SUPPLIED DATA
• • •

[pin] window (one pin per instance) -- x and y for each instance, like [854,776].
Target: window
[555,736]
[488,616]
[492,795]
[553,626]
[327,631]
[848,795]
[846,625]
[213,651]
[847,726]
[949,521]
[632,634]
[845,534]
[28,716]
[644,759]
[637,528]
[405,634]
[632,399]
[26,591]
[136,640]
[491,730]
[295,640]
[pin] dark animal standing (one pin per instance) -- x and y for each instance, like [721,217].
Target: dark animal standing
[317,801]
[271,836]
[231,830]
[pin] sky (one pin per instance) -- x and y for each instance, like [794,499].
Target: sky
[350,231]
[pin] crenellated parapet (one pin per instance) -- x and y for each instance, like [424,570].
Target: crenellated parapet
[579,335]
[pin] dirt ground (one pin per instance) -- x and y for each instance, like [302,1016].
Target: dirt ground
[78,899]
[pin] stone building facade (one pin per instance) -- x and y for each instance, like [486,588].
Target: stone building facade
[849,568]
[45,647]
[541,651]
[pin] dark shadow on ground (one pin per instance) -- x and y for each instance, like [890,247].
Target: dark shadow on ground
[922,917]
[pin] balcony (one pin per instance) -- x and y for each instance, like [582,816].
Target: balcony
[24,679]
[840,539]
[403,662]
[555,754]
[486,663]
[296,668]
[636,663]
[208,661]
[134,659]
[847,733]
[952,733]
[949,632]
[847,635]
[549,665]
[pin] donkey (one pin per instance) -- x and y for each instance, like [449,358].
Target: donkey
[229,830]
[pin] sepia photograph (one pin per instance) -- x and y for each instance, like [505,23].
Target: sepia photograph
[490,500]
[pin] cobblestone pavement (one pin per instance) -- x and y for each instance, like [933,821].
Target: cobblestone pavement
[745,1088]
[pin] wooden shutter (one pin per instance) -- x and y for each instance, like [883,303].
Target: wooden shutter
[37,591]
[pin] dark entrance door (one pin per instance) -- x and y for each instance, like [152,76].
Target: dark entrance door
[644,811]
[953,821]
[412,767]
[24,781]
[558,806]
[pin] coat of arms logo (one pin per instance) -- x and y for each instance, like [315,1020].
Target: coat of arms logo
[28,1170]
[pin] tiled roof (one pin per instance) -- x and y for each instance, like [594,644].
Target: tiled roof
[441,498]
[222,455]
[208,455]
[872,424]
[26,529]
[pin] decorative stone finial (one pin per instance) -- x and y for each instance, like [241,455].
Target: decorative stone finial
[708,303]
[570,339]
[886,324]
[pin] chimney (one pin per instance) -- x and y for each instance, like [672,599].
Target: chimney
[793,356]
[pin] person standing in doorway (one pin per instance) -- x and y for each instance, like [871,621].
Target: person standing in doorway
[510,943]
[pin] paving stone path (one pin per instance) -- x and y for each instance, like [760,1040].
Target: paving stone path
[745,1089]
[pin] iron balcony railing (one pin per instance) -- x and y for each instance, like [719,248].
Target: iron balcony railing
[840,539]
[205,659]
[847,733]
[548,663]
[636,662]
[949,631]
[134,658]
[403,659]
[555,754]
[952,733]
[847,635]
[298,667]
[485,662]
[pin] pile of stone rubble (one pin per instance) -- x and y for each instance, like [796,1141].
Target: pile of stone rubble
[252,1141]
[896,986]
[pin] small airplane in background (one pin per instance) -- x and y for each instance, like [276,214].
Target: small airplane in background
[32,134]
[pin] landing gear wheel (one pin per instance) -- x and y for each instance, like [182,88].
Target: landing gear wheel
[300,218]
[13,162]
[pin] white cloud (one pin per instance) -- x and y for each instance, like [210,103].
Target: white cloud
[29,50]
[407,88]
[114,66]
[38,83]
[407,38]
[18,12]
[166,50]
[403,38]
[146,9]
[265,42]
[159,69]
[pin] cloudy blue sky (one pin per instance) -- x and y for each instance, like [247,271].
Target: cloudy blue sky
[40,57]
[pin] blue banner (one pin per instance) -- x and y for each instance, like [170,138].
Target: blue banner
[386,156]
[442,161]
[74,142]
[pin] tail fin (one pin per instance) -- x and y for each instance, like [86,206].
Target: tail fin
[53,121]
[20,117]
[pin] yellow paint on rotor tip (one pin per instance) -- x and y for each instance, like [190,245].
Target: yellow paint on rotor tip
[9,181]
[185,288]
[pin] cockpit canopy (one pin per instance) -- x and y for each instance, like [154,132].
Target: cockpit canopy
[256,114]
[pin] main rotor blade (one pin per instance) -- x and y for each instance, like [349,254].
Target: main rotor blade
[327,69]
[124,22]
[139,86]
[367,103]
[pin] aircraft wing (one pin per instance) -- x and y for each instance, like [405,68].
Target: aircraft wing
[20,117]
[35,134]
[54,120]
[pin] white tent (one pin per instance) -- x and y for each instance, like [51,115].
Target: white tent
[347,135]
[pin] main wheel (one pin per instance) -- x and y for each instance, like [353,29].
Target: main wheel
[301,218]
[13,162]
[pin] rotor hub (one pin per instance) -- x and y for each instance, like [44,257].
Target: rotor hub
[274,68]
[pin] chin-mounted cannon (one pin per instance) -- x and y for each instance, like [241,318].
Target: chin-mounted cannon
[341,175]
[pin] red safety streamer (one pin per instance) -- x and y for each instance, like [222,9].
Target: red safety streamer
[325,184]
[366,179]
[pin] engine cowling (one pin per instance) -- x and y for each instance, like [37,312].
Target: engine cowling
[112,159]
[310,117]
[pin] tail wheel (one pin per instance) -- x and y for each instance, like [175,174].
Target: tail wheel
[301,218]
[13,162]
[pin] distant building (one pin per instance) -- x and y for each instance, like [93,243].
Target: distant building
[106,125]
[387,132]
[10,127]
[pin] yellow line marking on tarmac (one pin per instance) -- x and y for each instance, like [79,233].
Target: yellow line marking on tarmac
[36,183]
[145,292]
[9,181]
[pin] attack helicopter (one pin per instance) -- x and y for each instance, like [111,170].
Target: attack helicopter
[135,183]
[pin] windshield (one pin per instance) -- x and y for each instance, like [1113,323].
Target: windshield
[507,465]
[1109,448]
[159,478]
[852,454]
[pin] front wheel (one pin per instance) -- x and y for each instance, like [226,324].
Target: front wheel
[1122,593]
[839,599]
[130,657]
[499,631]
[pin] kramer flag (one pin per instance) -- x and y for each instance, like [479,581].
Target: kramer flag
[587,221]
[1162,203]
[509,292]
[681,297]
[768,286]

• • •

PROBLEM STATEMENT
Repeat the records above exactly.

ANSWER TO THE TASK
[pin] window (one pin per instance) -- x and y for each instance, like [854,776].
Target: window
[555,736]
[488,616]
[492,795]
[553,626]
[327,631]
[848,795]
[846,625]
[213,651]
[847,726]
[949,521]
[632,634]
[845,534]
[28,716]
[644,759]
[637,528]
[405,634]
[632,399]
[26,591]
[136,640]
[491,730]
[295,640]
[pin] dark animal standing (one pin per instance) -- x and y for each instance, like [721,217].
Target: dark animal standing
[317,801]
[271,836]
[231,830]
[pin] sky (one pin per instance) -- x and y for each instance, like [794,499].
Target: sky
[350,231]
[pin] crenellated parapet (one pin per instance) -- x and y for each instance, like [424,570].
Target: crenellated parapet
[579,335]
[pin] dirt ground (one pin per instance) -- x and y for each instance, like [302,1016].
Target: dirt ground
[78,899]
[pin] stone building facade (one pin per instance) -- x and y for each instance, like [486,588].
Target: stone building facade
[849,568]
[45,647]
[541,651]
[pin] dark shadow on ground (one pin per instance) -- x and y for each instance, like [890,247].
Target: dark shadow on ground
[922,917]
[pin] balcony (one pin per instance) -- x and y for each instance, like [582,816].
Target: balcony
[24,679]
[840,539]
[403,662]
[555,754]
[486,663]
[296,668]
[636,663]
[208,661]
[134,659]
[847,733]
[952,733]
[949,632]
[847,635]
[549,665]
[pin] donkey (one pin per instance) -- x and y for each instance, like [449,358].
Target: donkey
[229,830]
[pin] sepia photograph (one pin per instance) -- x and y for each instance, like [505,23].
Target: sepia photograph
[490,500]
[pin] cobblestone pavement (one pin per instance) -- x and y for each instance, like [933,821].
Target: cobblestone pavement
[745,1088]
[pin] wooden shutter (one pin per instance) -- x and y for each instance, like [883,303].
Target: wooden shutter
[37,591]
[pin] dark entrance door (one pin per instance) -- x and y for each instance, like [152,76].
Target: dark entrance door
[644,811]
[953,821]
[412,767]
[24,781]
[558,806]
[pin] coat of arms logo (one pin per instance) -- x and y for each instance, like [315,1020].
Target: coat of arms logo
[28,1170]
[pin] tiled roof (one pin per instance) -- x and y for each instance, like [594,644].
Target: tiled roof
[441,498]
[222,455]
[208,455]
[872,424]
[26,529]
[pin] decorative stone finial (one pin per instance) -- x and y for each instance, like [241,455].
Target: decorative stone finial
[708,303]
[570,339]
[886,324]
[pin] chimney (one pin per instance) -- x and y for each instance, like [672,599].
Target: chimney
[793,356]
[pin] person standing in doorway (one pin per instance) -- x and y for each instance, like [871,621].
Target: person standing in doorway
[510,943]
[pin] paving stone path (one pin per instance) -- x and y for each instance, like [760,1040].
Target: paving stone path
[745,1089]
[pin] iron balcony railing (one pin per instance) -- x and y for each instance, like [719,248].
Target: iron balcony railing
[840,539]
[205,659]
[847,733]
[548,663]
[636,662]
[949,631]
[134,658]
[403,659]
[555,754]
[952,733]
[847,635]
[298,667]
[485,662]
[pin] pile of stone rubble (one pin per instance) -- x and y for each instance, like [796,1141].
Target: pile of stone rubble
[252,1141]
[896,986]
[pin] small airplane in background (one pin per instance) -- x and y for each instance, like [276,214].
Target: small airplane in background
[32,134]
[pin] landing gear wheel (one pin per instance) -- x and y for each instance, like [182,88].
Target: landing gear wheel
[300,218]
[13,162]
[pin] white cloud (one pin per instance) -- x and y for each instance, like [210,103].
Target: white cloud
[29,50]
[407,88]
[114,66]
[38,83]
[407,38]
[18,12]
[166,50]
[403,38]
[146,9]
[265,42]
[159,69]
[pin] cloudy blue sky (one pin per instance) -- x and y for each instance, like [247,271].
Target: cloudy blue sky
[40,57]
[pin] blue banner (one pin per instance) -- x and y for each instance, like [170,138].
Target: blue banner
[386,156]
[442,161]
[74,142]
[pin] tail fin (one pin per instance) -- x and y for each instance, like [86,206].
Target: tail fin
[53,121]
[20,117]
[pin] yellow paint on rotor tip (one pin per instance) -- x and y for each instance, like [190,245].
Target: yellow paint on rotor tip
[9,181]
[185,288]
[pin] cockpit canopy (one pin per instance) -- x and y for each instance, like [154,132].
Target: cockpit canopy
[256,114]
[pin] main rotor blade (one pin per instance) -- x and y for each instance, like [349,254].
Target: main rotor blade
[327,69]
[124,22]
[139,86]
[367,103]
[pin] aircraft wing (one pin per instance) -- x and y for each instance, like [405,68].
Target: aircraft wing
[20,117]
[35,134]
[54,120]
[pin] white tent (one pin per instance) -- x and y for each instance, like [51,115].
Target: white tent
[347,135]
[pin] main wheel (one pin per instance) -- x and y for each instance, like [353,29].
Target: main wheel
[301,218]
[13,162]
[pin] rotor hub (one pin per instance) -- x and y for each instance, like [44,257].
Target: rotor hub
[274,68]
[pin] chin-mounted cannon (one pin per instance) -- x and y for each instance, like [241,318].
Target: chin-mounted cannon
[341,175]
[pin] red safety streamer (one pin per instance) -- x and y for each instance, like [222,9].
Target: red safety streamer
[325,184]
[366,179]
[pin] engine cowling (one pin per instance) -- x and y for each instance, like [37,312].
Target: engine cowling
[112,159]
[310,117]
[pin] tail wheel (one pin per instance) -- x and y for each instance, like [175,174].
Target: tail wheel
[301,218]
[13,162]
[pin] distant building (one pin per instance) -- x and y for each instance, like [93,243].
Target: distant building
[106,125]
[387,132]
[10,127]
[pin] yellow line marking on tarmac (one pin per instance) -- x and y for each instance, like [79,233].
Target: yellow line marking on tarmac
[36,183]
[145,292]
[9,181]
[pin] attack helicopter (one pin per instance) -- x and y for each instance, like [111,170].
Target: attack helicopter
[135,183]
[pin] windshield (one pin per instance) -- x and y for each instance, like [1113,323].
Target: windshield
[507,465]
[1109,448]
[159,478]
[852,454]
[pin] front wheel (one pin per instance) -- x and y for each instance, like [226,324].
Target: front wheel
[1122,593]
[839,599]
[130,657]
[499,631]
[pin] kramer flag (one pin per instance) -- x and y for each instance, like [479,581].
Target: kramer flag
[587,221]
[1162,203]
[509,292]
[681,297]
[768,286]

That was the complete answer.